◆ TRECHO DO TEXTO ◆
+---+

O presidente mais uma vez disse que o vírus era uma farsa da mídia, afirmando que ele poderia acabar com a crise em “cinco minutos” se pagasse os principais meios de comunicação do país como "governos pagavam no passado".
Perdendo apoio
O cinismo de Bolsonaro em relação à Covid-19 contrasta com a situação dentro de sua administração. O primeiro golpe veio em 29 de março quando Ernesto Araújo foi obrigado a renunciar ao cargo de ministro das Relações Exteriores após semanas de pressão crescente, não apenas do Congresso e de seu próprio ministério, mas também do lobby empresarial e de investidores.
Uma peça-chave na administração Bolsonaro, a missão de Araújo era manter relações estreitas com o ex-presidente americano Donald Trump. Como tal, Araújo impôs mudanças sem precedentes nas políticas diplomáticas do Brasil, distanciando o país dos aliados tradicionais e alinhando-o com (poucos) novos aliados menos estratégicos.
Araújo responsabilizou notoriamente a China pela pandemia ao longo de 2020. Em abril do ano passado, ele acusou a China de criar o "comunavírus" para "construir uma ordem mundial sem nações e sem liberdade".
Sua tensa relação com o principal parceiro comercial do Brasil e antigo aliado político colocou a China na ofensiva no início deste ano, em uma época em que o Brasil precisava desesperadamente de vacinas. Em janeiro, o embaixador chinês em Brasília, Yang Wanming, advertiu que a China só liberaria os insumos necessários para produzir as vacinas Coronavac e AstraZeneca no Brasil se Araújo renunciasse.
Apenas horas depois de Araújo apresentar sua renúncia, Bolsonaro demitiu o ministro da Defesa, Azevedo e Silva, por supostamente se recusar a politizar as Forças Armadas, desencadeando uma crise político-militar não vista desde a ditadura – uma ação interpretada por muitos na oposição como uma tentativa de golpe.

+---+

◆ MATERIAL FORNECIDO ◆

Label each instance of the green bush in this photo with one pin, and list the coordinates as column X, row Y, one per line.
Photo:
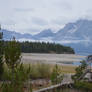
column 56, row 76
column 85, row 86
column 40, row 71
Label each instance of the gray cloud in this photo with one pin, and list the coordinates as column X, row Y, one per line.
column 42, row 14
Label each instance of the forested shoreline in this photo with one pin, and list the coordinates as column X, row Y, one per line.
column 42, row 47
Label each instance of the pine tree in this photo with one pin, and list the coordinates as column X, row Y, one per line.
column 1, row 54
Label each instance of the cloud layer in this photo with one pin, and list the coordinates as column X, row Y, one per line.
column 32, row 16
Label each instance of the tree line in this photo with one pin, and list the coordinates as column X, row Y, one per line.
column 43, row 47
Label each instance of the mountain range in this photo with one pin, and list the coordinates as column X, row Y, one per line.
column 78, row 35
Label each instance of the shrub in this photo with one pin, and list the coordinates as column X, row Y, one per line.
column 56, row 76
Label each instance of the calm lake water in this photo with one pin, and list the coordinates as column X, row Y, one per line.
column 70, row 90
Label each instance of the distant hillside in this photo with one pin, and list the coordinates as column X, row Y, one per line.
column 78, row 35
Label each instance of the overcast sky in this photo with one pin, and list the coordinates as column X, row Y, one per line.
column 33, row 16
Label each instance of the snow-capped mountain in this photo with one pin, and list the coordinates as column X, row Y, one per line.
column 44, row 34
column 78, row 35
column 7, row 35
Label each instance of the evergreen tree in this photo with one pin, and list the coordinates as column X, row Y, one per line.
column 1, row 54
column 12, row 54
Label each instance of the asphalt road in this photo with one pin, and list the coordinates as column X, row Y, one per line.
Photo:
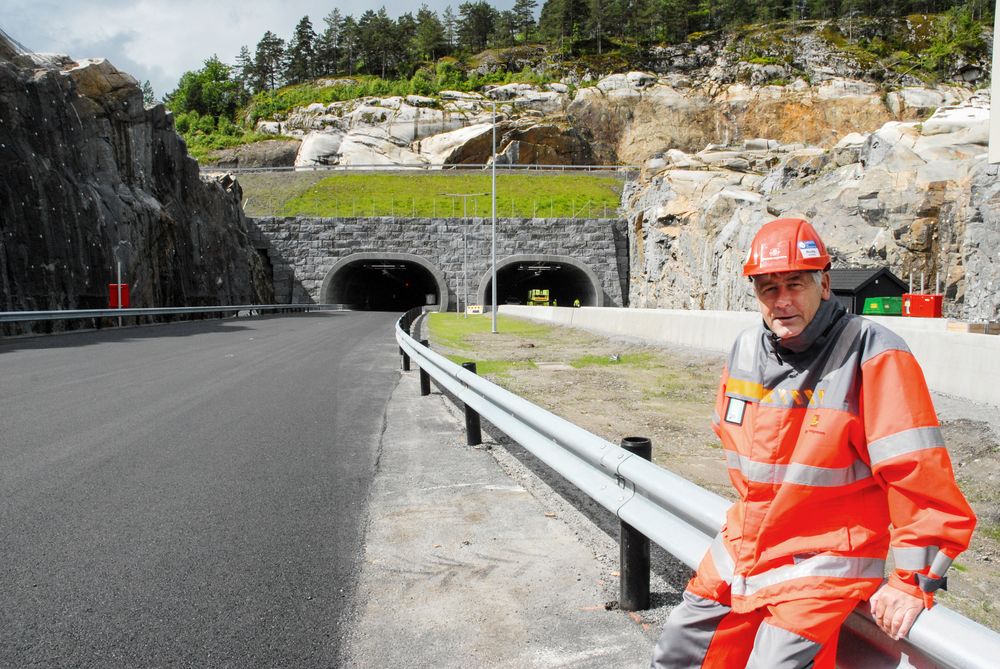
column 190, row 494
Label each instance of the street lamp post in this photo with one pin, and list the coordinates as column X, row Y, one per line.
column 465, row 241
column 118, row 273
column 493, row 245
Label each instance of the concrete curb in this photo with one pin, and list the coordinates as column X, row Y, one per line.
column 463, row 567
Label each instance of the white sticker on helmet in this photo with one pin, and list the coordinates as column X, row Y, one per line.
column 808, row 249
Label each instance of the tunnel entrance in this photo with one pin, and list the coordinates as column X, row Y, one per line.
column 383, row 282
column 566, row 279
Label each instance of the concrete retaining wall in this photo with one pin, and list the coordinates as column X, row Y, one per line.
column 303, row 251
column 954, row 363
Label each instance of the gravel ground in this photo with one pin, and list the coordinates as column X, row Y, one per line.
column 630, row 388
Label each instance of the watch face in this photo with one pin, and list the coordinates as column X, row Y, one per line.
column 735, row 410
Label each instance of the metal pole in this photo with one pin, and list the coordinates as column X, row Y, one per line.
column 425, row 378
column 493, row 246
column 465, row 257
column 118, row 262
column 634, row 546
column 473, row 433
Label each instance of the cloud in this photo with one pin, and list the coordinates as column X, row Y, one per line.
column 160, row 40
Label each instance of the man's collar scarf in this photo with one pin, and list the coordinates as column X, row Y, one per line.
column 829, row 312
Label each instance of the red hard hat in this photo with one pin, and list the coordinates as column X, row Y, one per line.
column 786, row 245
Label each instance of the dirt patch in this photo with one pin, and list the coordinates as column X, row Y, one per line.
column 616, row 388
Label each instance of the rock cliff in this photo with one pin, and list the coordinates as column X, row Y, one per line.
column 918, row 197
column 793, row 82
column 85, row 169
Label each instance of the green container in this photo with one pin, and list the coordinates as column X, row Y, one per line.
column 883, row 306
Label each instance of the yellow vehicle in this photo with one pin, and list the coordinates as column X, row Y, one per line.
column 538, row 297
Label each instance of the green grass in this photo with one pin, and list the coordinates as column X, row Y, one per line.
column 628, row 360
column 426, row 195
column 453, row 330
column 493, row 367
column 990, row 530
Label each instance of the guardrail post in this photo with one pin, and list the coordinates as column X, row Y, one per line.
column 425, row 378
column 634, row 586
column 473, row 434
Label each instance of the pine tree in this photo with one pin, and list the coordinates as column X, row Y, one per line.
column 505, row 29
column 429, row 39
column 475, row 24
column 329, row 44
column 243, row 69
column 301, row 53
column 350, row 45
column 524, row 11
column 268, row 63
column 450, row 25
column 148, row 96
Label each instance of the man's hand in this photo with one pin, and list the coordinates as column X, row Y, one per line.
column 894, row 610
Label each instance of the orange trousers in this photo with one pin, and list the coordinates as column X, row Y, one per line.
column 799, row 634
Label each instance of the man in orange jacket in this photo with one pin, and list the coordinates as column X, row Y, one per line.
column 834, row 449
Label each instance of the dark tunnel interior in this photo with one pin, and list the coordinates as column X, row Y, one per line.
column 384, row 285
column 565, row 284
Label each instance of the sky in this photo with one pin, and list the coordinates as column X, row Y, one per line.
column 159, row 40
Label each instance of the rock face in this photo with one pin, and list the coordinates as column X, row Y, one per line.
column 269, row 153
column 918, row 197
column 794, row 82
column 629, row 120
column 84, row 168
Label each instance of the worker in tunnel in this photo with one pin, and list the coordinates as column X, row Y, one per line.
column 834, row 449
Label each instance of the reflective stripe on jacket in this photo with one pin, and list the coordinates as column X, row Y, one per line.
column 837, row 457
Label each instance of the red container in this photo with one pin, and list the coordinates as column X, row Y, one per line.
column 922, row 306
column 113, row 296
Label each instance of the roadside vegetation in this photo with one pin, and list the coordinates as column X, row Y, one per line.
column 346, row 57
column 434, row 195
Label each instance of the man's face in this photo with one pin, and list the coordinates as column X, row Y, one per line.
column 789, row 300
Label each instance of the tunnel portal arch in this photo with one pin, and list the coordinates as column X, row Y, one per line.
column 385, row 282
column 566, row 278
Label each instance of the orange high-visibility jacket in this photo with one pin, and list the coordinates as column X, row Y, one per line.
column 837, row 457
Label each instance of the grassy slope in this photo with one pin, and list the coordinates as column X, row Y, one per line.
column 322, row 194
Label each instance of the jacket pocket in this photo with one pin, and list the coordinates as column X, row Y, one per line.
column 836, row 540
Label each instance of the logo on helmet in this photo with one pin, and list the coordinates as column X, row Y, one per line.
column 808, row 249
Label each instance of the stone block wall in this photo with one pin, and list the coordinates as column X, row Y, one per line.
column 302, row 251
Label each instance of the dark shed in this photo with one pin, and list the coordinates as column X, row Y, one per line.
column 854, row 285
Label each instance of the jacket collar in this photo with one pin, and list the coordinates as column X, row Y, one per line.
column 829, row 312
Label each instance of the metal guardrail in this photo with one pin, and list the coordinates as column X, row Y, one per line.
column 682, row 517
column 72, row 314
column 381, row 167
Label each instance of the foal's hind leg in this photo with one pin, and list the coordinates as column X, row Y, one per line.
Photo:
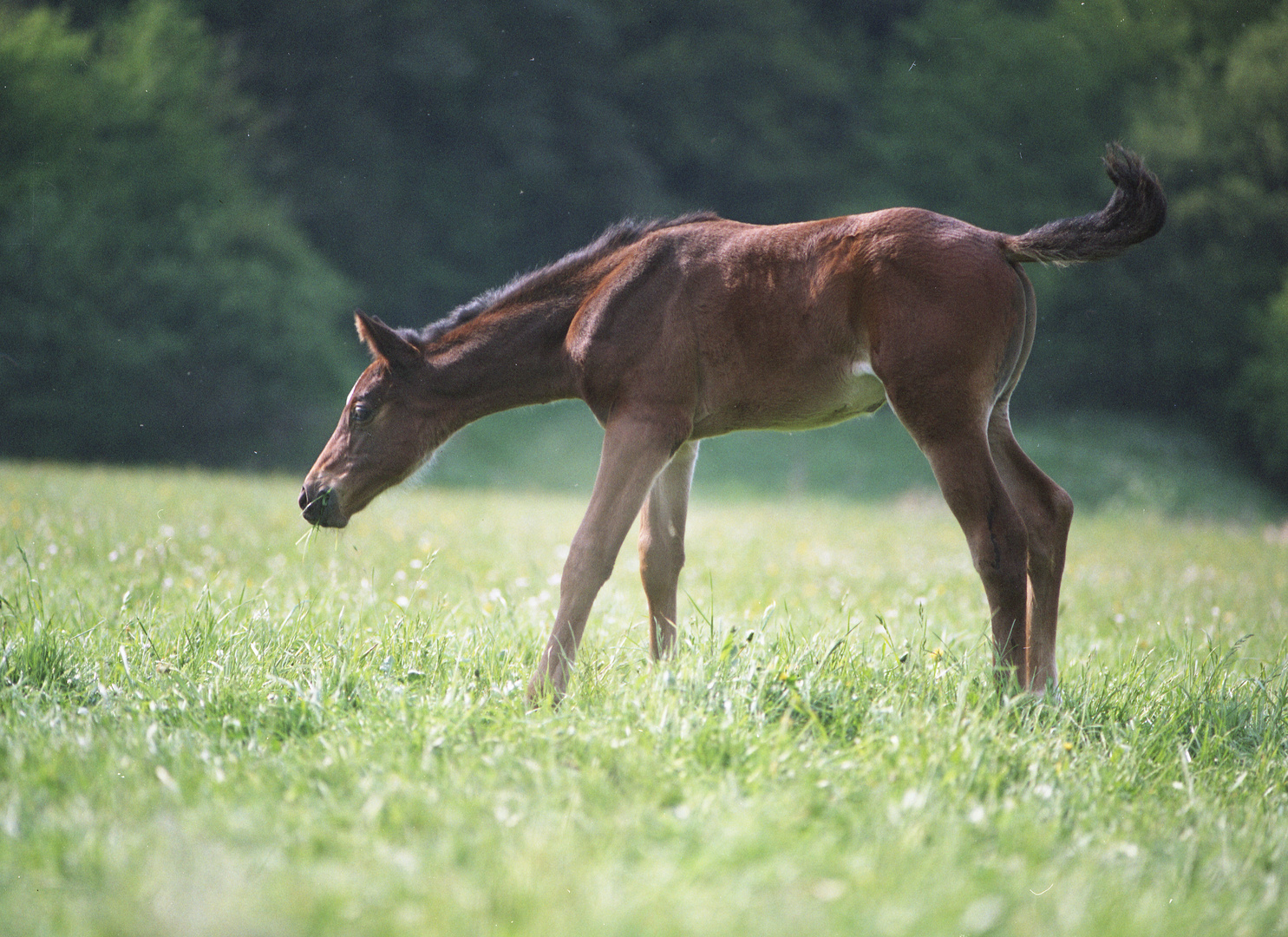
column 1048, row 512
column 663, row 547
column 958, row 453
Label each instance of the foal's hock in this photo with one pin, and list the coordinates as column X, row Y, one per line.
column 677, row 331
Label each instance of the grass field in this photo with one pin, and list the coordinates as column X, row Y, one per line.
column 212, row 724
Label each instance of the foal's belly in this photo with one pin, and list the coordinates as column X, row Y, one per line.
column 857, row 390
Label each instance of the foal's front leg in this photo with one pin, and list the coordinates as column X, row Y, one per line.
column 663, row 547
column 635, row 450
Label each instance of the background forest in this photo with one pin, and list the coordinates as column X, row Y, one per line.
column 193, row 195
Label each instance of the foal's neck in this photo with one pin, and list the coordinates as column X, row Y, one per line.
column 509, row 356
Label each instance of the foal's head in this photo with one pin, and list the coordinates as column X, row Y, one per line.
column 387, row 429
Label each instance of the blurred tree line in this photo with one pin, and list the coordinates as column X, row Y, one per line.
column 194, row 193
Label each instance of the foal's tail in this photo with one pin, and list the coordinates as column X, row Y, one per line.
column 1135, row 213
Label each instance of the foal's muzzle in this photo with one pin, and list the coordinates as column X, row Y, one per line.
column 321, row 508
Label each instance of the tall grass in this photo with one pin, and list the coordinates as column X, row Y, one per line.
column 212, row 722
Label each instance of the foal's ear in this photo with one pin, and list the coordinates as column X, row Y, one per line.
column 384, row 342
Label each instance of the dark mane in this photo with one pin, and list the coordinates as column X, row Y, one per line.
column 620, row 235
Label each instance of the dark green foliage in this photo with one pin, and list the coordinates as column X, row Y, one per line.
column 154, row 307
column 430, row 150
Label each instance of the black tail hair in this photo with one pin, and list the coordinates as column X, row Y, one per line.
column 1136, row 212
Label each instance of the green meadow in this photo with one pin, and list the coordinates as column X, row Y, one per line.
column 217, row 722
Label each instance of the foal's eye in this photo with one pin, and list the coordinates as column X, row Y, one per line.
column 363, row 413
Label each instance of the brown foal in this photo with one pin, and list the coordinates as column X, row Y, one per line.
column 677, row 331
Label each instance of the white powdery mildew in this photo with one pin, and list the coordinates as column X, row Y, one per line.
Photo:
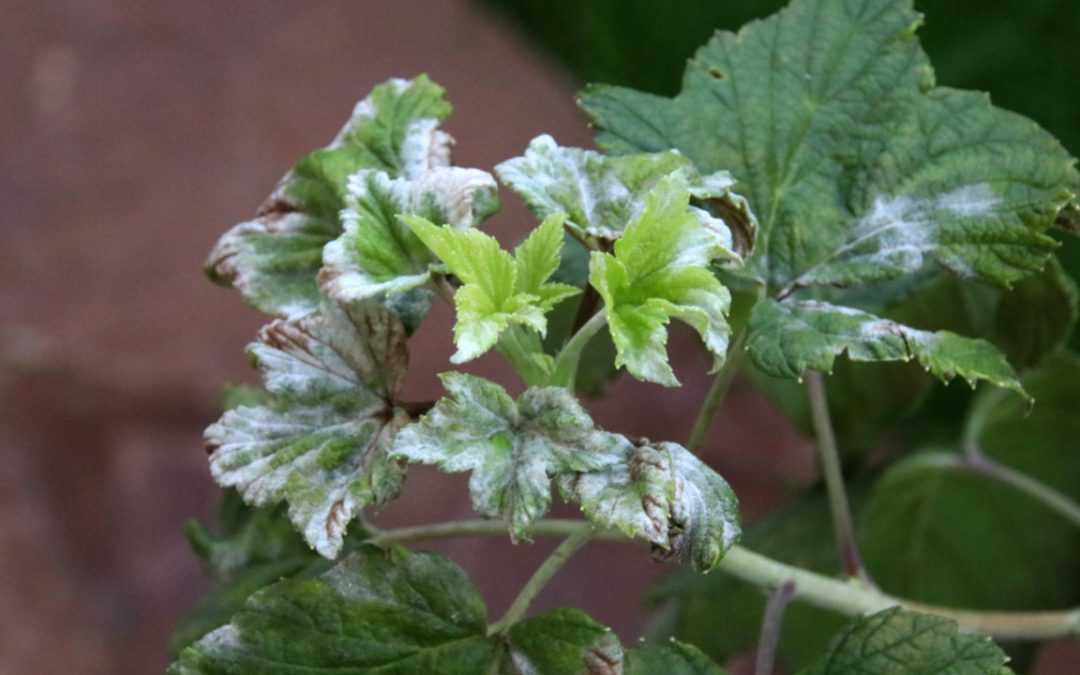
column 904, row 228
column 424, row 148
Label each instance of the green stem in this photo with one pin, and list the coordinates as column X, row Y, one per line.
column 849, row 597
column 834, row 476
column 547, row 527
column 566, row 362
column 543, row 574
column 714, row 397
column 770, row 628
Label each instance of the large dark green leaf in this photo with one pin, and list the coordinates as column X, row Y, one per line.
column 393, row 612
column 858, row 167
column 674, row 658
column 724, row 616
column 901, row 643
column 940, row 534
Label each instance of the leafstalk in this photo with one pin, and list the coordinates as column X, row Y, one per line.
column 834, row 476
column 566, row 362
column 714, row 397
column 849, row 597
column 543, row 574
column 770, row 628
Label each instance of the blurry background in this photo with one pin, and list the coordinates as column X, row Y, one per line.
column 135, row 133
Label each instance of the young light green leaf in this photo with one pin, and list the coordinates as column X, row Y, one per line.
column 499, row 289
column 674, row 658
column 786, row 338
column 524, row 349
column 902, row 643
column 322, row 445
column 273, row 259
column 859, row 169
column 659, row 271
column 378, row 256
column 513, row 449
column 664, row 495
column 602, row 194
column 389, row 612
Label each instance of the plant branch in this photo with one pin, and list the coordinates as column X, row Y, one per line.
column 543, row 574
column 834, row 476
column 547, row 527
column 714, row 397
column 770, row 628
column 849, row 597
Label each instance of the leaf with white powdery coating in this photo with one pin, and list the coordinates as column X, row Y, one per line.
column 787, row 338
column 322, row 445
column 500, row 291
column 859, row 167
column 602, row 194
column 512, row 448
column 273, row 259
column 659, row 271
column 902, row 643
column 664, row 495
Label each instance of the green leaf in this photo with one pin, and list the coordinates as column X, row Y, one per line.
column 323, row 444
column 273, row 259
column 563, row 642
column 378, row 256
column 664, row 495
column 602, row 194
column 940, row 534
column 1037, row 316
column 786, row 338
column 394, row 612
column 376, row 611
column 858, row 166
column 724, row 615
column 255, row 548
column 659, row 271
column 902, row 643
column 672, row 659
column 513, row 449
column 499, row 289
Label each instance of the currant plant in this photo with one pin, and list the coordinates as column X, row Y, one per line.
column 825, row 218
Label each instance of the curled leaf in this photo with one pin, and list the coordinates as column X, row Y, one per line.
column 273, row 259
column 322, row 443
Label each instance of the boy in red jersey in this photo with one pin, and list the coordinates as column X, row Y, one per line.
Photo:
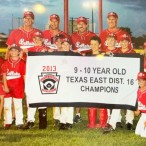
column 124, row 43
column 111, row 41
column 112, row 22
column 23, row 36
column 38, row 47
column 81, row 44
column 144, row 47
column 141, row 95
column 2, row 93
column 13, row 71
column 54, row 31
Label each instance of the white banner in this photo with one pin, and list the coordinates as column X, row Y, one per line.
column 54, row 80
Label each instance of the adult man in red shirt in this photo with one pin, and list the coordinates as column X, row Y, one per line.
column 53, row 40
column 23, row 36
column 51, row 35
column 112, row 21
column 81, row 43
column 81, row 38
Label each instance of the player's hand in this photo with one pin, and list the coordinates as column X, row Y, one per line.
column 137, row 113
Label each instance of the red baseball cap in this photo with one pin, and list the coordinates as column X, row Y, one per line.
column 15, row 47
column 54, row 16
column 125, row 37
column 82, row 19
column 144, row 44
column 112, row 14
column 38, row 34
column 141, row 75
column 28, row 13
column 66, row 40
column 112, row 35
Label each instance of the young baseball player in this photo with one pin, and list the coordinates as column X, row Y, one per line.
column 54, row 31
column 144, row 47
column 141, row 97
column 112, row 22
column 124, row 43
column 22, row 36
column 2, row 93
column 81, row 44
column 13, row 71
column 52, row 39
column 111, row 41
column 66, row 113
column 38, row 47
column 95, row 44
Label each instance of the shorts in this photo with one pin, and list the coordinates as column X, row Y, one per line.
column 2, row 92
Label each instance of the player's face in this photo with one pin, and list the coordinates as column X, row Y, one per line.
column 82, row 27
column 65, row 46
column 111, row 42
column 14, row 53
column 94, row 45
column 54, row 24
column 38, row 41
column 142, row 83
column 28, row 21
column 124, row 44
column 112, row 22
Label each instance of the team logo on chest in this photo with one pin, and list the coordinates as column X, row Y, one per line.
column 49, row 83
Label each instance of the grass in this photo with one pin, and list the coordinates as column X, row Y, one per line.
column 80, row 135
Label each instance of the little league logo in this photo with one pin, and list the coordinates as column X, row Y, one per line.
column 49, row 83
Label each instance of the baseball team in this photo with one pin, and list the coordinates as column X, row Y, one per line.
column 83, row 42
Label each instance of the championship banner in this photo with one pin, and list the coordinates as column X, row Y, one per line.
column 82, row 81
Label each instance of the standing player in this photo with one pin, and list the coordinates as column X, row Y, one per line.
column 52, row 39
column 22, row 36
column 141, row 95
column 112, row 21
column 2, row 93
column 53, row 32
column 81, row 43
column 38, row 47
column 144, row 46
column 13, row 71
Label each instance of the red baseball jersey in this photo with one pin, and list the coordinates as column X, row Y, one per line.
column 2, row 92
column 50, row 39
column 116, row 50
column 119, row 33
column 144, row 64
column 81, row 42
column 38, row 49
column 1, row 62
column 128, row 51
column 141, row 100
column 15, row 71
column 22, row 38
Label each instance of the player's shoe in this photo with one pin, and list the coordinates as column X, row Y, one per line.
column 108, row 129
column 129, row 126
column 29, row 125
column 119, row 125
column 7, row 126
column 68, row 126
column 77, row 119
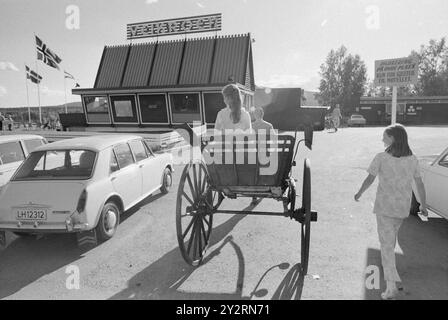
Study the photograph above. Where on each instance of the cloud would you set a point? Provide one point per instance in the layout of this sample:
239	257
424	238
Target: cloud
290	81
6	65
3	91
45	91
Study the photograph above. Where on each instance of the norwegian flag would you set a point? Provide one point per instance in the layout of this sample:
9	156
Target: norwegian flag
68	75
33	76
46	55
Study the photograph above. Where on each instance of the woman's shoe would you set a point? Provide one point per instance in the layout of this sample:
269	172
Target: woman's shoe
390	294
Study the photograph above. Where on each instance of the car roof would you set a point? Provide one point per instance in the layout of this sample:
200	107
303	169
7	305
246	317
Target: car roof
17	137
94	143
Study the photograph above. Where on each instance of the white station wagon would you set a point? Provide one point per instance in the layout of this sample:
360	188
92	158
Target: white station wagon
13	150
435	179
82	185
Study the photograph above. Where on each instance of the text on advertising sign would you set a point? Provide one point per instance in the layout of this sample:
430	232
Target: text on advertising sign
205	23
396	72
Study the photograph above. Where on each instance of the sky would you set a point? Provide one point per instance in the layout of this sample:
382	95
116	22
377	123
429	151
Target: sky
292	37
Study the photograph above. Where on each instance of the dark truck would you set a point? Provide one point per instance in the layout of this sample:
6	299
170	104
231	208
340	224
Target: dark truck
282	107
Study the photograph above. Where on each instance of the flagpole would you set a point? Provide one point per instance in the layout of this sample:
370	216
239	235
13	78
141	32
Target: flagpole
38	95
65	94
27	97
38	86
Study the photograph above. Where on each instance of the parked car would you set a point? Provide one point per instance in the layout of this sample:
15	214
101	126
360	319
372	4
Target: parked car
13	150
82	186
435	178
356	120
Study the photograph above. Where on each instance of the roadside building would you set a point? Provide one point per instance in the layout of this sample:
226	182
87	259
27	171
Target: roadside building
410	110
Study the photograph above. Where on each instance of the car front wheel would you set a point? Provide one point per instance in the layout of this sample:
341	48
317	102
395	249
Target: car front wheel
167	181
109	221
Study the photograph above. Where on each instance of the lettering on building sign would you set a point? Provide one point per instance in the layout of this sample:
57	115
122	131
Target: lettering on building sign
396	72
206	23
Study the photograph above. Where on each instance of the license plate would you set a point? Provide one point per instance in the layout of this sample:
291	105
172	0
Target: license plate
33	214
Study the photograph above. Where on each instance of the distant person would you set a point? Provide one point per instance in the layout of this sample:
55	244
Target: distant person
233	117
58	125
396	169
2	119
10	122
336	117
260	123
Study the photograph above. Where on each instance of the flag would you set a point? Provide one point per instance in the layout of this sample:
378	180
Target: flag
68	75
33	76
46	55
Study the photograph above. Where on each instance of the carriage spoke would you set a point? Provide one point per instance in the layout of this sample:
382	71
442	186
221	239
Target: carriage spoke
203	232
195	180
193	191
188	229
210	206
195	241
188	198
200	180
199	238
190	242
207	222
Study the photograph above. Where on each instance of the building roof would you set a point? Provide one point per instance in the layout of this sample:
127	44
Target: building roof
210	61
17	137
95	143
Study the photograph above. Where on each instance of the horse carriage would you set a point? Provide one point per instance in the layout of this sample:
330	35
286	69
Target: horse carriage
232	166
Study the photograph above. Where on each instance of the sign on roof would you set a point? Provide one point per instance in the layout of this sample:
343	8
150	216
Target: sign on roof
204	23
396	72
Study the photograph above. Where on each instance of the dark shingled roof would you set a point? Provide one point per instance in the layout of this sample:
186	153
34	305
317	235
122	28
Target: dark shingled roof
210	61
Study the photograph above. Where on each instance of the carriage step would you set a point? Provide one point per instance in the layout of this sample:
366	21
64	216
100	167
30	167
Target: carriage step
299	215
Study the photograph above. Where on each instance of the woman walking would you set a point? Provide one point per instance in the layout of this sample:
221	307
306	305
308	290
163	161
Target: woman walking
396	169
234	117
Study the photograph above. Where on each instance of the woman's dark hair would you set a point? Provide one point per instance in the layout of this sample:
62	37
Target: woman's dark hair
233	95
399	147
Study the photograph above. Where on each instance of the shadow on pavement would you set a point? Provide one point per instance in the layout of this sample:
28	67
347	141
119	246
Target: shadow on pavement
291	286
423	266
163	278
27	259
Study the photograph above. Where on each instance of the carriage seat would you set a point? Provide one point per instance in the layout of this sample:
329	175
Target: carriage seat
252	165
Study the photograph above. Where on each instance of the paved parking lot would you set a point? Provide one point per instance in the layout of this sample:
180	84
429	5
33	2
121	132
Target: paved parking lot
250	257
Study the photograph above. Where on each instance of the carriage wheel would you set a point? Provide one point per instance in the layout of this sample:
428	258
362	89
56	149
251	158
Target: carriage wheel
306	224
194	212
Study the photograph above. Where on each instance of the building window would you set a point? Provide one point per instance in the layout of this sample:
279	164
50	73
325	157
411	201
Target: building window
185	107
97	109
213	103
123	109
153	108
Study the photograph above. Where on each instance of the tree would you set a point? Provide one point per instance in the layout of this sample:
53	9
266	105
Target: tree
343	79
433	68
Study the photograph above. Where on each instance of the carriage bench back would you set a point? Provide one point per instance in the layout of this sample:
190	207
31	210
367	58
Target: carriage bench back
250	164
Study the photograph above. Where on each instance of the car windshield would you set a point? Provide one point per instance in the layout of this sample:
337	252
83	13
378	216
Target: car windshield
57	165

+---+

◆ LISTA DE TAREFAS ◆
1. Responda com base no trecho:
(a) Em que data Ernesto Araújo foi obrigado a renunciar ao cargo de ministro das Relações Exteriores?
(b) Que termo Araújo usou para o vírus que acusou a China de criar?
(c) Quem era o embaixador chinês em Brasília?
2. Por favor, redigite a parte do trecho começando em “Sua tensa relação” e terminando em “tentativa de golpe.”.
As entradas vêm de outra fonte.

◆ GABARITO ◆
1.
(a) Em 29 de março.
(b) "Comunavírus".
(c) Yang Wanming.

2.
Sua tensa relação com o principal parceiro comercial do Brasil e antigo aliado político colocou a China na ofensiva no início deste ano, em uma época em que o Brasil precisava desesperadamente de vacinas. Em janeiro, o embaixador chinês em Brasília, Yang Wanming, advertiu que a China só liberaria os insumos necessários para produzir as vacinas Coronavac e AstraZeneca no Brasil se Araújo renunciasse.
Apenas horas depois de Araújo apresentar sua renúncia, Bolsonaro demitiu o ministro da Defesa, Azevedo e Silva, por supostamente se recusar a politizar as Forças Armadas, desencadeando uma crise político-militar não vista desde a ditadura – uma ação interpretada por muitos na oposição como uma tentativa de golpe.